Required work | Among the entries that follow, find the lines containing the string "globe" and copy them.

(Saved entries)
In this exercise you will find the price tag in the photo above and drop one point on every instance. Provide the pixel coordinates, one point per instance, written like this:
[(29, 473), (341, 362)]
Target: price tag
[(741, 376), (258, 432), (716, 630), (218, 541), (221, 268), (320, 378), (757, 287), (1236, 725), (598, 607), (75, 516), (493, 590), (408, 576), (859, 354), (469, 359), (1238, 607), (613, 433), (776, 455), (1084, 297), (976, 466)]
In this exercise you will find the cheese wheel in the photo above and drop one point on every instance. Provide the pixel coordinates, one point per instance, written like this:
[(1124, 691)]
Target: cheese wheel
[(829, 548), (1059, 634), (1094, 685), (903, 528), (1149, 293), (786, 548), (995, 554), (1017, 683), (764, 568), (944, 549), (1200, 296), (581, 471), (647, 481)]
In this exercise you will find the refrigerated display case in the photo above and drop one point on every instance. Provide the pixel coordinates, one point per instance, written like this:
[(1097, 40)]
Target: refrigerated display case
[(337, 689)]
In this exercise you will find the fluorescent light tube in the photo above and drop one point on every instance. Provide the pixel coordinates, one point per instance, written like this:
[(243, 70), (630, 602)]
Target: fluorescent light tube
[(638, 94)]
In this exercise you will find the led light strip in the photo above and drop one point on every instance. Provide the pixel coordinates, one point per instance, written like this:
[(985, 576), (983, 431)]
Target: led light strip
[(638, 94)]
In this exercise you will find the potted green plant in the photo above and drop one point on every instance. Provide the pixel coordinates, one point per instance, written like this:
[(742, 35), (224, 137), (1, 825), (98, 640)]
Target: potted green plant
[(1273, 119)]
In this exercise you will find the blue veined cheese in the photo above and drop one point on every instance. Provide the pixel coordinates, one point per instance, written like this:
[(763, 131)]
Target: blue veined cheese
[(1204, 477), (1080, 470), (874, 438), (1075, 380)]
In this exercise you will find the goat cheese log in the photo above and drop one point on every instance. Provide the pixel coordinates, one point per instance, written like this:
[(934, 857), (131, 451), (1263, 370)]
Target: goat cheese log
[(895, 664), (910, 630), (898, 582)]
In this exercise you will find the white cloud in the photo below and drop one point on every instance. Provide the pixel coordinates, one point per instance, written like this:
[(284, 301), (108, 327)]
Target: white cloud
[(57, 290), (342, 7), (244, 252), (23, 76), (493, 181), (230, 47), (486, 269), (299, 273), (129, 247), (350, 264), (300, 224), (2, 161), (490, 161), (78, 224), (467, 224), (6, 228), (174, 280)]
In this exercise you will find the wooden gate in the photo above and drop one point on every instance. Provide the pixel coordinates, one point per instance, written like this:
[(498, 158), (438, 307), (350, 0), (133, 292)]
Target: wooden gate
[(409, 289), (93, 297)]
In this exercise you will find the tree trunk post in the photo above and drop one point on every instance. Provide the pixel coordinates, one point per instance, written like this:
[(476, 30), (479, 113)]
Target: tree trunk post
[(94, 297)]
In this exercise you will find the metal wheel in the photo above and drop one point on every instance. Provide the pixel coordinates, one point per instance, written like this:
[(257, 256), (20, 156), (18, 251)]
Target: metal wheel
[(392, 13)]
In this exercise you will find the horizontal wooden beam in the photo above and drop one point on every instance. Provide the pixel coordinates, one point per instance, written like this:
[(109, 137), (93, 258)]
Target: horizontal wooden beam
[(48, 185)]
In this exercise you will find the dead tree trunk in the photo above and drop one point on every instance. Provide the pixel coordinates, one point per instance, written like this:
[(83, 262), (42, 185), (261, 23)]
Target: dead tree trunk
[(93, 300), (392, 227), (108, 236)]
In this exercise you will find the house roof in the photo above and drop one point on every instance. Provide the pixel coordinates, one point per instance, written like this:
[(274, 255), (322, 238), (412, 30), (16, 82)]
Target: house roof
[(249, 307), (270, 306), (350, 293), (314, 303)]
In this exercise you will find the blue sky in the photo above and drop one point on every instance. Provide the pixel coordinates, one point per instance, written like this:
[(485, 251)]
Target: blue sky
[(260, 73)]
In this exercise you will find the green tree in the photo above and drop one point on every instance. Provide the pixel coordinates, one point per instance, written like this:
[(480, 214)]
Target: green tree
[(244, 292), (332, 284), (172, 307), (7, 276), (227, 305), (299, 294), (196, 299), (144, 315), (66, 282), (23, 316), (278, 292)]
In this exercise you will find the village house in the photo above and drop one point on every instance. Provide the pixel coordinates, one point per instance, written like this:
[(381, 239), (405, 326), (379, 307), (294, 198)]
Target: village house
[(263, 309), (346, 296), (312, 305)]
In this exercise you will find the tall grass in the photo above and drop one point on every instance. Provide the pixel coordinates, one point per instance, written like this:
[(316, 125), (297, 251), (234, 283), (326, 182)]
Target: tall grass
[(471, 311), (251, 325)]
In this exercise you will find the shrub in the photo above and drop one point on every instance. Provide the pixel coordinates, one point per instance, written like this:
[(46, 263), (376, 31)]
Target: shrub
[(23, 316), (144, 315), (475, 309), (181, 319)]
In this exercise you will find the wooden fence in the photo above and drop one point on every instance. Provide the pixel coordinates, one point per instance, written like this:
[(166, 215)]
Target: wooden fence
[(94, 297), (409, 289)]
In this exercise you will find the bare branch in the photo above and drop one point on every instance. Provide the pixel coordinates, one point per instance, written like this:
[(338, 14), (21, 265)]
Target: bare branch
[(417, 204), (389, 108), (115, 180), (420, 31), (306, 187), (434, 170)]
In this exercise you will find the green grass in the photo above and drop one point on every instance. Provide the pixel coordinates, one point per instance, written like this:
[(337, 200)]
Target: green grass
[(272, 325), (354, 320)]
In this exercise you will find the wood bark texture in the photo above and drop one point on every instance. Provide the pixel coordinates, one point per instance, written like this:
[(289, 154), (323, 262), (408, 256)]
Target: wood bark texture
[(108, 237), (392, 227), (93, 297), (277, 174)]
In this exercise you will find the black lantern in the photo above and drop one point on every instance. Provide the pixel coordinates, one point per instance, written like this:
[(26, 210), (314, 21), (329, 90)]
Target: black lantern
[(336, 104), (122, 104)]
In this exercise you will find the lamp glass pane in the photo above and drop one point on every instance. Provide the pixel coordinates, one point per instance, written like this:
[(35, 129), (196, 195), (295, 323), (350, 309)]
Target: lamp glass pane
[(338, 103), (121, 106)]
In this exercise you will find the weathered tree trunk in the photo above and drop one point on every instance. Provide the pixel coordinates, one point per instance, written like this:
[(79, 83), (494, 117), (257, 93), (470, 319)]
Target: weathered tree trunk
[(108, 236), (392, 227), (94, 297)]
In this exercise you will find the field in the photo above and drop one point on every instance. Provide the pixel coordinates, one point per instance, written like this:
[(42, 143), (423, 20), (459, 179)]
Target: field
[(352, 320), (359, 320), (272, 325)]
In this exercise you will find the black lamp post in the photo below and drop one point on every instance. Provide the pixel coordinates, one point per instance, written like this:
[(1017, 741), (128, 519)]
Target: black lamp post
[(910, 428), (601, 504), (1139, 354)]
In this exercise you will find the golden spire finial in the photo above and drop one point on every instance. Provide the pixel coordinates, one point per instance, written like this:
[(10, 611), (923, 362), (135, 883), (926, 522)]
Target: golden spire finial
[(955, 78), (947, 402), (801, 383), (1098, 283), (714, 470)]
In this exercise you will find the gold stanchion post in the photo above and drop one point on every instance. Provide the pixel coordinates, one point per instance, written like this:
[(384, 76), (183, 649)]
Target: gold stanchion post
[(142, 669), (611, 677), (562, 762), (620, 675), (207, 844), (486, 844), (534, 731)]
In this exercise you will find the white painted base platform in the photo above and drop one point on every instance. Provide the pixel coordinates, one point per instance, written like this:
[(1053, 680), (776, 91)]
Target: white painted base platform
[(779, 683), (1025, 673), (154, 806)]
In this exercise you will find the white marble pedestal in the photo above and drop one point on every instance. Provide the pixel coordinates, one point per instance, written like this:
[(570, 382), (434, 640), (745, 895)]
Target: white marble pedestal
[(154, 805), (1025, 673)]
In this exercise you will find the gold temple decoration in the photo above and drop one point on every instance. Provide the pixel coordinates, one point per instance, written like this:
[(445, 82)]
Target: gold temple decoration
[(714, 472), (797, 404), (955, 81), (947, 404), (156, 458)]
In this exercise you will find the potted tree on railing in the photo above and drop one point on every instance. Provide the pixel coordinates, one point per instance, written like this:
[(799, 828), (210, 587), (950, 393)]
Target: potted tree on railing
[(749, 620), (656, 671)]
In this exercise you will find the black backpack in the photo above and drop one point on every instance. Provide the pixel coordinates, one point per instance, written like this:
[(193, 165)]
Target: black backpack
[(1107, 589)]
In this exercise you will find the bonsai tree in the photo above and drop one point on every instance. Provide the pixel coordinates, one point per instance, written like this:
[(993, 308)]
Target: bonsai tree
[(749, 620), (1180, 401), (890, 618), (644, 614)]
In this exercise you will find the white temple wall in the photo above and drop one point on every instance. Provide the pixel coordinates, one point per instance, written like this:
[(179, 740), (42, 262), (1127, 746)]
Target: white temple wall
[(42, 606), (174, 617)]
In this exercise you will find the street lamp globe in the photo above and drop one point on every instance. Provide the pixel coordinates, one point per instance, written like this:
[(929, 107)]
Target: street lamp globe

Solution for this problem |
In this exercise you will find the street lamp globe in the photo above and drop one point on every instance. Provide the pixel coordinates, one point per instance, written like this:
Target: street lamp globe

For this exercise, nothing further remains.